§ **Selection**
###

Teresa’s art show drew about 75 guests. It was a diverse mix of people from the disability sector, environmental groups, health, education, arts, music, as well as politicians and staff from the municipal, provincial and federal governments, who came out to support Teresa.
Teresa was honoured to have her Member of Parliament, Jenny Kwan come to her art show.
Teresa showed her poem Eyes of the Tiger to Jenny Kwan.
Visitors commented on the exuberance of Teresa’s art. Some guests remarked that Teresa’s poem ‘More Mayonnaise’ spoke directly to them.
Visitors remarked on the courage and resiliency which Teresa demonstrates through her art and poetry.
Vistors watched Teresa’s “Human Rights Should Be For Everybody” video. The video was part of her Change.org campaign in 2014. Teresa’s art and social media campaign earned an apology from the Ontario government. “I love my human rights”, Teresa said. “Don’t take them away just because I have Down syndrome.”
Visitors pose for pictures in front of Teresa’s artwork.
Visitors posed with copies of Teresa’s books in front of Teresa’s artwork.
I posed with Teresa in front of her artwork. (I had wondered whether my dress was too colorful, but the two of us just complimented Teresa’s art!)
Visitors captured Teresa’s artwork on their smartphones.
Teresa’s art show was a magnet for inclusion. It brought together people from many different social sectors and all levels of government.
Teresa was delighted to receive roses from Laurel, an inclusion support teacher in BC — and one of Teresa’s “fans”.
Teresa was congratulated by Rosh, a friend, and fellow self-advocate, artist and author.
Teresa was thrilled to receive a bouquet of flowers to celebrate her art opening.
Everyone wanted to shake Teresa’s hand.
Disability consultant and researcher Aaron Johannes from “Imagine a Circle” congratulated Teresa on her show.
Friends from the disability support community shook Teresa’s hand and congratulated her on her art show.

###

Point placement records
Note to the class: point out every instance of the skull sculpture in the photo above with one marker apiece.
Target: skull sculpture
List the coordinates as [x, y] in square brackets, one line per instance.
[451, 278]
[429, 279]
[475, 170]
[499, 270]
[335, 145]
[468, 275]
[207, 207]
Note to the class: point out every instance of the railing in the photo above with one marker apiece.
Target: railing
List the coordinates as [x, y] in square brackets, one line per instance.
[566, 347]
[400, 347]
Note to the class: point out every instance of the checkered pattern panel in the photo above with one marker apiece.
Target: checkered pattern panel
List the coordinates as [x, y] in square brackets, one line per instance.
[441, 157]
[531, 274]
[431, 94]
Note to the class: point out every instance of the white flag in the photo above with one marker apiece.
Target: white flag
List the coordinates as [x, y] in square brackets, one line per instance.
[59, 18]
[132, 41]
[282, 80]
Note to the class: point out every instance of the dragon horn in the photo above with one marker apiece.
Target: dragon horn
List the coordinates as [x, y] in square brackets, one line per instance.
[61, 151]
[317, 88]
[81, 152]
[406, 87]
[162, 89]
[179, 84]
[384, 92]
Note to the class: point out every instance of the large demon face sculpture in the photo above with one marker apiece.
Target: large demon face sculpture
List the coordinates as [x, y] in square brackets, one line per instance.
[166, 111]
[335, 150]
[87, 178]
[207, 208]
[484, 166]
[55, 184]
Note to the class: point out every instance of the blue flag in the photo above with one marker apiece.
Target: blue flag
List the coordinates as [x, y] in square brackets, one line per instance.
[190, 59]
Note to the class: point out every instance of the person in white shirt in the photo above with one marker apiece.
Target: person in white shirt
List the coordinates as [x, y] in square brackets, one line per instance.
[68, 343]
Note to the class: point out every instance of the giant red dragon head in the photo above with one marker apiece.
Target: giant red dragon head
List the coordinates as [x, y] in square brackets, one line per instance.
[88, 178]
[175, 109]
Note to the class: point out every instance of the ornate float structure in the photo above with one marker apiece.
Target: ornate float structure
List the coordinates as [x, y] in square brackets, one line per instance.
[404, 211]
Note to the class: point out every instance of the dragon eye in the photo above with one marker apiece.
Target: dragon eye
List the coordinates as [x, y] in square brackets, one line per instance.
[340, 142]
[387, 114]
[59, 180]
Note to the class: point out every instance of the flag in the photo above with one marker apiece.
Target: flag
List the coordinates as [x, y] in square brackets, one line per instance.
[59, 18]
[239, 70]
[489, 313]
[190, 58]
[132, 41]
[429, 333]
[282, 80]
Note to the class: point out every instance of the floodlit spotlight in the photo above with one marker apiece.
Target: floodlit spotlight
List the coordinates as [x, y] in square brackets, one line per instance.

###

§ **Written tasks**
a) Translate this sentence from the art show account into Spanish: "Everyone wanted to shake Teresa’s hand."
b) Answer these questions using the art show account:
(i) About how many guests attended Teresa’s art show?
(ii) Which poem did Teresa show to Jenny Kwan?
(iii) What did Laurel give Teresa?
c) From the art show account, extract the passage starting at "Disability consultant and" and ending at "on her art show.".

§ **Solutions to each task**
a) Todos querían estrecharle la mano a Teresa.

b)
(i) About 75 guests attended.
(ii) She showed her the poem Eyes of the Tiger.
(iii) Laurel gave Teresa roses.

c)
Disability consultant and researcher Aaron Johannes from “Imagine a Circle” congratulated Teresa on her show.
Friends from the disability support community shook Teresa’s hand and congratulated her on her art show.